Saved data entries →
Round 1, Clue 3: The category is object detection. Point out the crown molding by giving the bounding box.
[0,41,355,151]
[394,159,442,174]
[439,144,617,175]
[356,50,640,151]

Task description → Each record above must be transcribed exactly, and none may be skipped.

Exercise solution →
Round 1, Clue 3: The category is object detection. Point out the crown molding by giving the bounding box.
[0,41,355,151]
[394,159,442,174]
[439,144,617,175]
[356,50,640,151]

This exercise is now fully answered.